● Document excerpt:

This is how we tell the relative ages of the different surfaces: the more heavily cratered a piece of ground is, the longer it’s been exposed to cratering events. There are caveats here, though. A surface may become so saturated with craters that any new crater might erase the memory of an older one. This means that two very old layers might record the same crater density, even though they’re not the same age. At the other end of the scale, an area might be too young to have any craters at all, but there will be no way to tell how young it is – or if it’s a small area, whether its lack of craters is due to its size or its age. Then there’s the effect of an atmosphere: the thicker the atmosphere, the larger a meteorite has to be to keep enough of its interplanetary speed to make a crater when it strikes the ground. And as we’ll see, the thickness of the Martian atmosphere has changed a very great deal, more than enough to affect our calculations.

But the biggest problem with crater counting is that while we know that the rate of cratering is an uneven process, we don’t know how uneven it is. Look in the bucket of rocks we’ve been shovelling up and throwing down. We can see that in our first few throws we took almost all of the bigger rocks, in the next few we were left with several middling-sized pieces and some gravel, and now we’re scratting around at the bottom to get anything. Going backwards from our analogy, this is precisely what happened in the early solar system.

● Dataset excerpt:
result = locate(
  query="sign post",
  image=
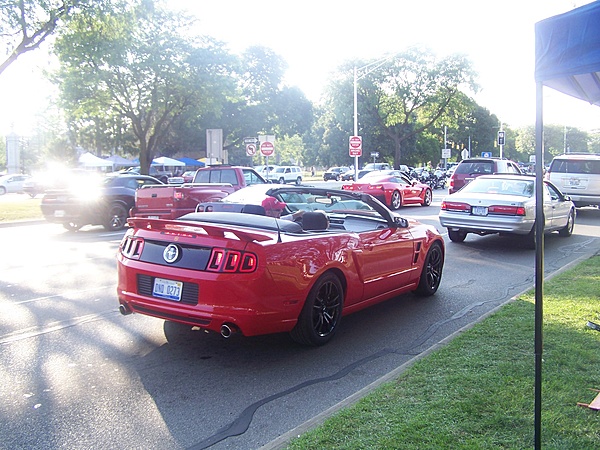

● Written problem 1:
Answer each question from the crater-counting passage in a short phrase.
(a) What does a more heavily cratered piece of ground indicate?
(b) What makes a meteorite need to be larger to make a crater?
(c) What is named as the biggest problem with crater counting?
● Written problem 2: Translate this sentence from the crater-counting passage into Spanish: "A surface may become so saturated with craters that any new crater might erase the memory of an older one."
The lines are separate material with no tie to the crater-counting passage.

● Written solution 1:
(a) It has been exposed to cratering events for longer.
(b) A thicker atmosphere.
(c) The cratering rate is uneven, but we don't know how uneven.

● Written solution 2: Una superficie puede llegar a estar tan saturada de cráteres que cualquier cráter nuevo podría borrar la memoria de uno más antiguo.